APPLY WHAT YOU READ:
(1) Decide whether each statement agrees with the report on Dialog's results below: (a) Dialog declared an interim dividend of 1.2 sen per share; (b) Langsat 3 began full operations in March 2020; (c) the target price for the stock was lowered. Answer yes or no for each and quote the deciding words from the report.
(2) Duplicate the stretch of the report on Dialog's results from "Forecast. Unchanged as" through "3 initial investment.".

SOURCE PASSAGE:
Dialog’s 9MFY20 results came within expectations led by solid core businesses performance (EBITDA: +5% YoY) and higher contributions from JV & associates (+46% YoY). The company will continue to be amongst the key beneficiaries of Pengerang’s development due to its exposure in tank terminals, EPCC and maintenance services. Earnings unchanged as results are within expectations. Reiterate our BUY rating on the stock with unchanged TP of RM3.87.
Results within expectations. Dialog reported 3QFY20 results with revenue of RM505.4m (-17% QoQ, -21% YoY) and core earnings of RM151.0m (-1% QoQ, +5% YoY), this brought 9MFY20 core earnings to RM442.0m (+12%) which accounts for 74.9%/75.2% of our/consensus full year estimates. Declared interim dividend of 1.2 sen/share (ex-date: 10 Jun; payment date: 25 Jun).
QoQ: Revenue declined by -17.5% QoQ on the back of softer contributions from Malaysia (-18.7% QoQ), Australia-NZ (-21%) and other Asia (-18.2%) in line with the shift in their revenue mix and disruptions arising from Covid-19 on work orders and workflows across (yard and construction related works) all operating regions. EBITDA declined -12% QoQ in tandem with the lower revenues across its operations (margin: +1.8ppts QoQ). Despite the weaker revenues, core earnings came in flattish (-1% QoQ) at RM151.0m thanks to stronger contributions from JV’s and associates (+28% QoQ) on higher contributions from PITSB.
YoY: Revenue declined 12% YoY on the same above mentioned factors. Despite this, EBITDA improved by +3% to RM145.9m on the back improved contributions across its terminal businesses (maiden contributions from Langsat 3 terminals) and higher O&M works YoY. Note that Langsat 3 terminals commenced full operations for its 120,000 m3 storage facility in January 2020. Consequently, 3QFY20 core earnings increased by 5% YoY underpinned by (i) better performance from its core businesses on better revenue mix and (ii) higher JV & associates contribution (+27% YoY on improved contributions from PITSB phase 1E).
YTD: Revenue declined by -9% QoQ in line with the shift in their revenue mix (in 9MFY19 revenue was largely from EPCC; however in 9MFY20 revenues are largely from plant maintenance (Malaysia revenues declined by 24% YoY). EBITDA managed to improve by +5% on improved contributions across the group’s terminal business. Consequently, core earnings improved by +12% YoY from RM394.6m despite higher depreciation (+30%) and finance costs (+10%), thanks to (i) leap in JV contributions of +46% YoY, and (ii) to a lesser extent a lower effective tax rate of 13.9% (-1.7ppts YoY).
Outlook. Dialog will continue to be one of the key beneficiaries of Pengerang’s development due to its exposure in tank terminals, EPCC and maintenance services. We expect full earnings contribution from PT2SB in FY20 regardless of any potential delay in other plants in Pengerang given that the commercial terms are structured on a take-or-pay basis. In addition to Dialog Terminals Langsat 1 and 2 with a total capacity of 650,000 m3, Langsat 3 has commenced full operations for its 120,000 m3 storage facility in January 2020. Dialog plans to expand Terminals Langsat 3 into a 300,000 m3 storage facility, in line with their strategy to grow sustainable and recurring income.
Forecast. Unchanged as earnings are within expectations.
Maintain BUY, TP: RM3.87. We keep our SOP-driven TP at RM3.87 and maintain our BUY call on the stock with the re-rating catalysts being the continuous earnings growth and further news flow of Pengerang Phase 3 initial investment.

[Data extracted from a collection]
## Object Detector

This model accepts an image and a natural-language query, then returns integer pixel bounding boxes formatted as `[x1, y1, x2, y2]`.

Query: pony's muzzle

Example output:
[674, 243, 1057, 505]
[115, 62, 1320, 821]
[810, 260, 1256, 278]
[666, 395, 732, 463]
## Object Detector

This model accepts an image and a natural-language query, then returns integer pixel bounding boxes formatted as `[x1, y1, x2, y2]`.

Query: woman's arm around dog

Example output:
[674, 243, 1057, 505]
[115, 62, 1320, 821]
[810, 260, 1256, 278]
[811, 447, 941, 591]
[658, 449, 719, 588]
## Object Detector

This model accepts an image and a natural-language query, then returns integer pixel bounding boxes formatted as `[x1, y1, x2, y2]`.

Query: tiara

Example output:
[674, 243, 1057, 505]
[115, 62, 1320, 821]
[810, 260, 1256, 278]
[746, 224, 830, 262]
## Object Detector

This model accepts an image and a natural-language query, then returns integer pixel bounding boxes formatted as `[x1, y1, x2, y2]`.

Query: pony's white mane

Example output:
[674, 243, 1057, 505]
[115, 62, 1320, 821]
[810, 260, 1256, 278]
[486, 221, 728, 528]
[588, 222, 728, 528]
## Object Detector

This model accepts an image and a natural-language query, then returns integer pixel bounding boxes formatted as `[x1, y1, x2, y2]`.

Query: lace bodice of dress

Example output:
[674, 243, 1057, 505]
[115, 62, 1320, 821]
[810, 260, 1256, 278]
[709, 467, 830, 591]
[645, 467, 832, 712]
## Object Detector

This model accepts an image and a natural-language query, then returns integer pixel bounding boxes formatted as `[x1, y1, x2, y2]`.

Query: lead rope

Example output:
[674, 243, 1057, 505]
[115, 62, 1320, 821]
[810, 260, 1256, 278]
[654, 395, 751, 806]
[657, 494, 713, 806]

EXPECTED RESULTS:
(1)
(a) Yes: "Declared interim dividend of 1.2 sen/share"
(b) No: "Langsat 3 has commenced full operations for its 120,000 m3 storage facility in January 2020"
(c) No: "Reiterate our BUY rating on the stock with unchanged TP of RM3.87"

(2)
Forecast. Unchanged as earnings are within expectations.
Maintain BUY, TP: RM3.87. We keep our SOP-driven TP at RM3.87 and maintain our BUY call on the stock with the re-rating catalysts being the continuous earnings growth and further news flow of Pengerang Phase 3 initial investment.